Start DATA LINES

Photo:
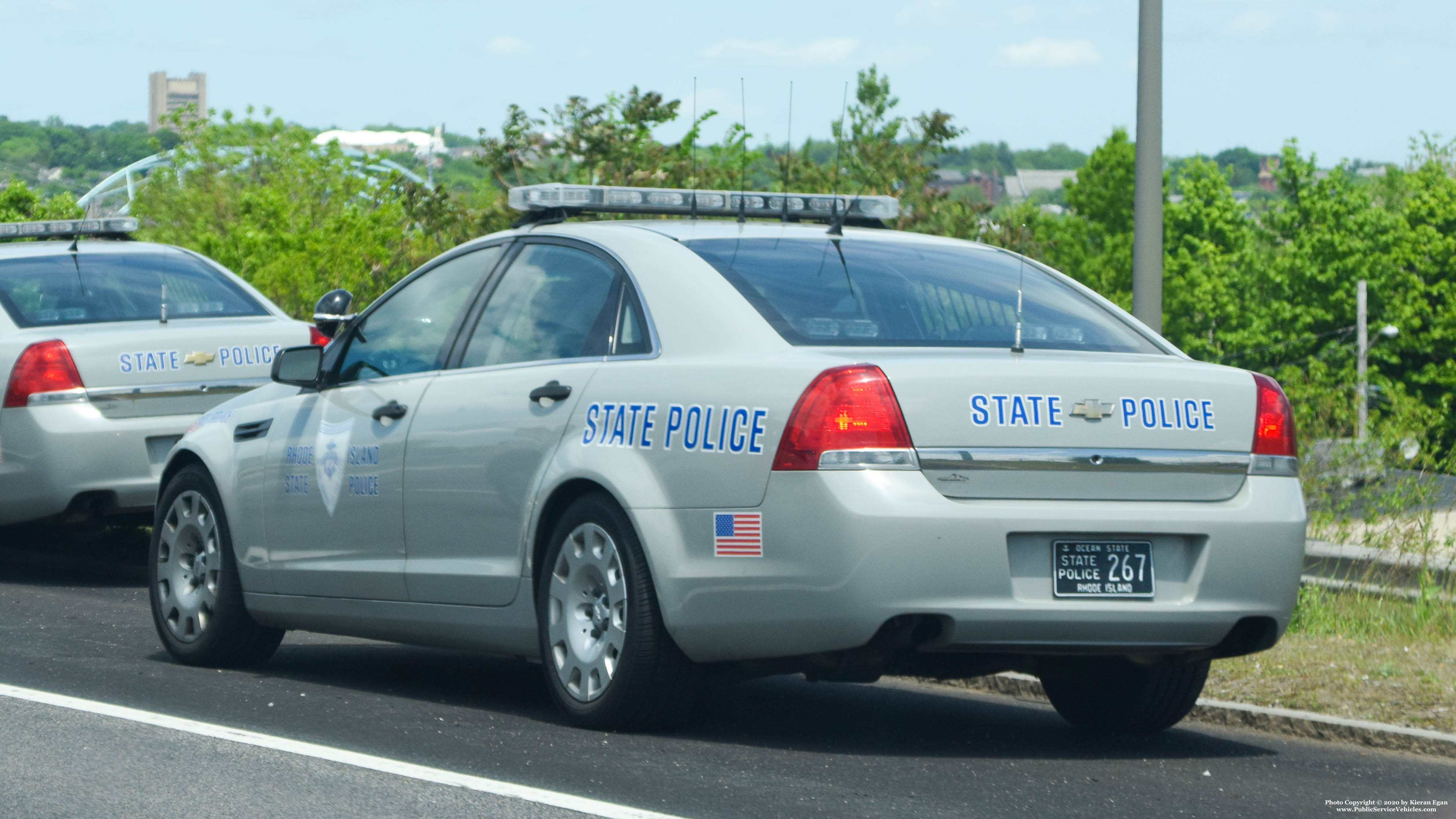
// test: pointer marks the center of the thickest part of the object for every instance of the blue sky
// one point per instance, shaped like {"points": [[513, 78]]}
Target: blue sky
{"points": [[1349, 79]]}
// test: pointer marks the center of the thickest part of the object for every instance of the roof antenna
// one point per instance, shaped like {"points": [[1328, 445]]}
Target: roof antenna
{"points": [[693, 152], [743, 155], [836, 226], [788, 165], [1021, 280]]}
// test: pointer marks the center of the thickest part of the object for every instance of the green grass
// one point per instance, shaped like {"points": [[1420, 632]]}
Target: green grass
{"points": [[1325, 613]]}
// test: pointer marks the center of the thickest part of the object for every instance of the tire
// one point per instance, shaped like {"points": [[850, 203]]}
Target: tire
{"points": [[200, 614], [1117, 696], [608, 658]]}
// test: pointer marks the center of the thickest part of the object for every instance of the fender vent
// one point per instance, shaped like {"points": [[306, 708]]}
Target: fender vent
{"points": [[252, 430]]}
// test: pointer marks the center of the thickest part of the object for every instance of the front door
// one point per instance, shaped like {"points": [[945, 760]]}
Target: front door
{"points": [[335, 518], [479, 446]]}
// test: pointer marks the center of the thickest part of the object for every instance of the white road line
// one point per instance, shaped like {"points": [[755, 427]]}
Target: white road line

End DATA LINES

Convert the records above into a numbered list of their lines, skipping any blank lines. Leave the pictures out of your answer.

1. Photo:
2. // test: pointer marks the center of the thickest part of the object for every instance of the blue sky
3. // one point per instance, shaped like {"points": [[513, 78]]}
4. Target: blue sky
5. {"points": [[1349, 79]]}
6. // test: pointer marks the center of the thickest part of the object for every instance of the roof antenna
7. // one point per instance, shaped like {"points": [[1328, 445]]}
8. Target: roof antenna
9. {"points": [[693, 152], [743, 155], [836, 226], [788, 165], [1021, 280]]}
10. // test: pointer marks the center of the thickest part of the object for every instance of the green grass
11. // one point per instance, shaped like {"points": [[1420, 632]]}
12. Target: green grass
13. {"points": [[1325, 613]]}
14. // test: pointer marks the center of the thickest part of the object for every instance of the tire
15. // one point per instance, shaped like {"points": [[850, 203]]}
16. Target: tire
17. {"points": [[200, 614], [1117, 696], [608, 658]]}
18. // test: pointer marks the center of the thickest part of the object for every instance of the fender vent
19. // one point per instance, shaped like {"points": [[306, 708]]}
20. Target: fender vent
21. {"points": [[252, 430]]}
22. // test: pointer marks the center of the thickest part of the object for every instance of the front door
23. // one point per instance, shaped like {"points": [[945, 760]]}
24. Target: front door
25. {"points": [[335, 518], [479, 446]]}
26. // test: pointer marks the center of the thickest part of the object for every instance of the white road line
27. // one point per instance, shaped like {"points": [[755, 427]]}
28. Target: white road line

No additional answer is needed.